# COMPLETE THE FOLLOWING:
(1) Answer these questions from the Living Wage Week passage.
(a) On what date was Frances Perkins born?
(b) In what year did the Supreme Court rule the first minimum wage law unconstitutional?
(c) Under what name was Living Wage Western Mass first formed?
(2) Copy word for word the part of the Living Wage Week passage that runs from "The week also" up to and including "patronize those businesses.".

# SELECTED EXTRACT:
Start of Block

This week, Living Wage Western Mass has been marking Living Wage Week to promote the idea that “a living wage is a human right” and all employees “should earn a wage that enables [them] to meet their basic needs including: decent housing; food; transportation; clothing; utilities; and medical care.”

The week also honors Frances Perkins, Labor Secretary from 1933 to 1945 under Franklin Roosevelt and a key architect of the New Deal, who was born April 10, 1880. It was under Perkins that the federal minimum wage was first established in 1933, and then re-established in 1938 after a conservative Supreme Court ruled the initial law unconstitutional in 1935.

Living Wage Western Mass is a coalition of individuals and organizations that works to create a community in which workers are paid at least a living wage. The organization certifies living wage employers and members make it a priority to patronize those businesses.

Formed originally as the Northampton Living Wage Coalition, the group persuaded the Northampton City Council to pass a Living Wage Resolution in 2009 that established a voluntary living wage campaign for Northampton, with a certification program, managed by the coalition, for employers who pay or aspire to pay at least a living wage to every employee.

End of Block

# EXERCISE DATA:

Start of Block

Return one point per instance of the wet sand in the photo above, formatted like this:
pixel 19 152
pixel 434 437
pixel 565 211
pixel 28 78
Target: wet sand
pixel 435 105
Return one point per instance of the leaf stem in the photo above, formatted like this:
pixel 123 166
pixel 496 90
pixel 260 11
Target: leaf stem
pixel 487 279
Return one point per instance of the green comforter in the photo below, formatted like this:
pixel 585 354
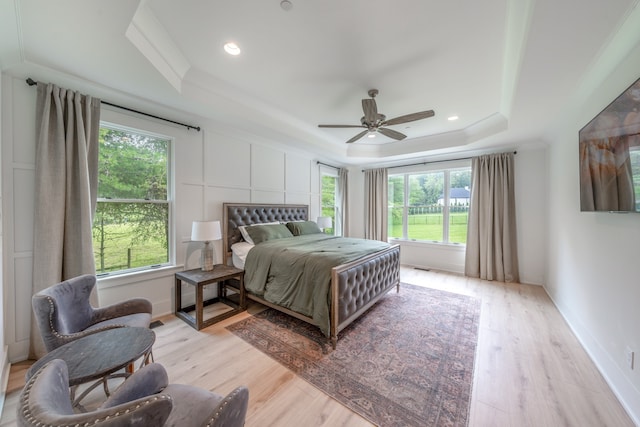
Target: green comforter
pixel 295 272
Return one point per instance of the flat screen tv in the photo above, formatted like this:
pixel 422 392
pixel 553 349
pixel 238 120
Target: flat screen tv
pixel 610 156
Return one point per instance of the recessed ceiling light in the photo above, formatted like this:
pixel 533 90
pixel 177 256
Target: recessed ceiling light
pixel 232 49
pixel 286 5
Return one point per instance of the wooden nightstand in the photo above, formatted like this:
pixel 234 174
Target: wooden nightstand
pixel 198 278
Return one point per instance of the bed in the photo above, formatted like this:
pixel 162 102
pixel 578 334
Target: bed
pixel 352 287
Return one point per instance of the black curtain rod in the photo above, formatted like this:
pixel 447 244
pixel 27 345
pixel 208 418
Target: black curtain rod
pixel 32 82
pixel 324 164
pixel 433 161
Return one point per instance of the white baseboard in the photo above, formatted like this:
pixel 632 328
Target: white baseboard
pixel 617 380
pixel 4 376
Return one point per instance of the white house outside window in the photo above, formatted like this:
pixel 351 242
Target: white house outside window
pixel 430 206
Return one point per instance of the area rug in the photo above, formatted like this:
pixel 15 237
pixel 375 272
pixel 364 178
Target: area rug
pixel 407 362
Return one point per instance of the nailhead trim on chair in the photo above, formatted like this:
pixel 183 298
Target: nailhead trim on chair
pixel 225 402
pixel 32 419
pixel 70 337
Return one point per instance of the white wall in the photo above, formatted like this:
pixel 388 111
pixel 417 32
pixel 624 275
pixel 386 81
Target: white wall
pixel 4 355
pixel 593 258
pixel 210 167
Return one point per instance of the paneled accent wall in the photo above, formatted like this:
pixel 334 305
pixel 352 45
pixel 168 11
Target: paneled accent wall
pixel 209 168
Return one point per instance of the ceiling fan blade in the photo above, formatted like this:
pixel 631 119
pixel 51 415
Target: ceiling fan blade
pixel 370 110
pixel 358 136
pixel 392 133
pixel 341 126
pixel 409 118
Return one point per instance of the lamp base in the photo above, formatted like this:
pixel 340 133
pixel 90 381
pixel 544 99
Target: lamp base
pixel 206 259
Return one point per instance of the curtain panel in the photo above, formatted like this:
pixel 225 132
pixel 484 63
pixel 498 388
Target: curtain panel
pixel 343 202
pixel 376 191
pixel 66 181
pixel 491 234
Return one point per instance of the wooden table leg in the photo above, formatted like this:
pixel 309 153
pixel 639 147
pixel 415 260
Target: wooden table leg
pixel 178 296
pixel 199 306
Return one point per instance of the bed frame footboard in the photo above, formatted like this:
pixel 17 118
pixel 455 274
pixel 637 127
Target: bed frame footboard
pixel 357 285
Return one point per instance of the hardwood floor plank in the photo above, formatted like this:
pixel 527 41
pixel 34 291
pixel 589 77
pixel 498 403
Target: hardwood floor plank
pixel 530 369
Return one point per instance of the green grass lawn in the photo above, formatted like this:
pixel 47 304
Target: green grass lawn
pixel 428 227
pixel 121 254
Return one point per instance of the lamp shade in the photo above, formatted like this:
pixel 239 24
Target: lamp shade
pixel 324 222
pixel 205 231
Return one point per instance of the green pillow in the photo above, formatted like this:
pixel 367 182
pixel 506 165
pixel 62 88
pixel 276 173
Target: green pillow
pixel 298 228
pixel 262 233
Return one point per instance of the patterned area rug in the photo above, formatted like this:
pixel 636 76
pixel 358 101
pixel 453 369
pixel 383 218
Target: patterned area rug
pixel 407 362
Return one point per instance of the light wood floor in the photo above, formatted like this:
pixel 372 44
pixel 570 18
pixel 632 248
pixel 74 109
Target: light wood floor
pixel 530 369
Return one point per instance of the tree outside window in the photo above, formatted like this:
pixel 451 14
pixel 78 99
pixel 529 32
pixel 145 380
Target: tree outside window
pixel 430 206
pixel 328 193
pixel 131 225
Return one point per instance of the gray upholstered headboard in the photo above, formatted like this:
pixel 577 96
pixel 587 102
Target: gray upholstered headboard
pixel 237 214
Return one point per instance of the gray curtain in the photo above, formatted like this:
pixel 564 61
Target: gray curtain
pixel 491 235
pixel 376 190
pixel 343 203
pixel 66 181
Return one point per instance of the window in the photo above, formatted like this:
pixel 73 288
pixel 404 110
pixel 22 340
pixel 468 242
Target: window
pixel 131 225
pixel 329 204
pixel 430 206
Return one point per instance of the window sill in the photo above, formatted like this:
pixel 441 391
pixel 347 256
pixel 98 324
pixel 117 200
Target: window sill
pixel 423 243
pixel 137 276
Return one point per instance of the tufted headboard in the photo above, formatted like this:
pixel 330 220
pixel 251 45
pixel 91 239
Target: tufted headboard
pixel 237 214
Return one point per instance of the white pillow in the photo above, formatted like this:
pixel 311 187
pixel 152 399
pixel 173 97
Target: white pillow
pixel 239 253
pixel 246 236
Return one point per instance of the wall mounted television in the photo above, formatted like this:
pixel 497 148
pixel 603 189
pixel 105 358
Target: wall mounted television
pixel 610 156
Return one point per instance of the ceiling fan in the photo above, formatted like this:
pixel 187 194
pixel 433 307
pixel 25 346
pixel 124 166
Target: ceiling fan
pixel 373 121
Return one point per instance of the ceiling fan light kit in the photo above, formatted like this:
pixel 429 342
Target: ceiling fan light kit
pixel 374 122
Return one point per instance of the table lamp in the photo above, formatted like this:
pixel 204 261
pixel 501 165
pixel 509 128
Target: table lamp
pixel 206 231
pixel 324 222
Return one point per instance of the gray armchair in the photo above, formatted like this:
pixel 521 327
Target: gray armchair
pixel 63 312
pixel 144 399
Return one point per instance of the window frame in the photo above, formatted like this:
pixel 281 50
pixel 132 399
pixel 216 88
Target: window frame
pixel 143 128
pixel 446 168
pixel 333 173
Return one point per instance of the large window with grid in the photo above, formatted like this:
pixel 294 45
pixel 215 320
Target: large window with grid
pixel 329 204
pixel 131 225
pixel 430 206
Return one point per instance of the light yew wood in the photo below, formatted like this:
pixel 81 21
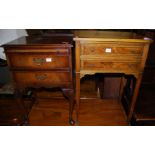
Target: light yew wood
pixel 127 56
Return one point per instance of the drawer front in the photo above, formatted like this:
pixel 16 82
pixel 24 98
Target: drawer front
pixel 99 49
pixel 110 66
pixel 44 78
pixel 39 61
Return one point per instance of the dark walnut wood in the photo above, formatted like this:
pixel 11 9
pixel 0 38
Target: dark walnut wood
pixel 38 62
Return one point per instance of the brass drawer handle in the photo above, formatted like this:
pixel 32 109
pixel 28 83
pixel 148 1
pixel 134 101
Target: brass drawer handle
pixel 39 61
pixel 41 77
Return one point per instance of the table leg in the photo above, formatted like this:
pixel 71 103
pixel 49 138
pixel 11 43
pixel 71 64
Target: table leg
pixel 134 97
pixel 20 102
pixel 69 93
pixel 77 97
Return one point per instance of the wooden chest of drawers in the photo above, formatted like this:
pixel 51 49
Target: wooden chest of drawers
pixel 110 52
pixel 42 62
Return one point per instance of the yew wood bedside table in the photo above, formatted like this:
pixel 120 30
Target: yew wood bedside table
pixel 42 62
pixel 110 52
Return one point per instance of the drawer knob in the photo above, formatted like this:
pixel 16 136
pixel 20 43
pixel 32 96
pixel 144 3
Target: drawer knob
pixel 39 61
pixel 108 50
pixel 41 77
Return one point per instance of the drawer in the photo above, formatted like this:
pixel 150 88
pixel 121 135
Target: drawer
pixel 38 61
pixel 99 49
pixel 110 66
pixel 42 78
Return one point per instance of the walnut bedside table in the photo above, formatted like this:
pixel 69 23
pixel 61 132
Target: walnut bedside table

End of Block

# ACTIVITY ANSWERS:
(1)
(a) April 10, 1880
(b) 1935
(c) The Northampton Living Wage Coalition

(2)
The week also honors Frances Perkins, Labor Secretary from 1933 to 1945 under Franklin Roosevelt and a key architect of the New Deal, who was born April 10, 1880. It was under Perkins that the federal minimum wage was first established in 1933, and then re-established in 1938 after a conservative Supreme Court ruled the initial law unconstitutional in 1935.

Living Wage Western Mass is a coalition of individuals and organizations that works to create a community in which workers are paid at least a living wage. The organization certifies living wage employers and members make it a priority to patronize those businesses.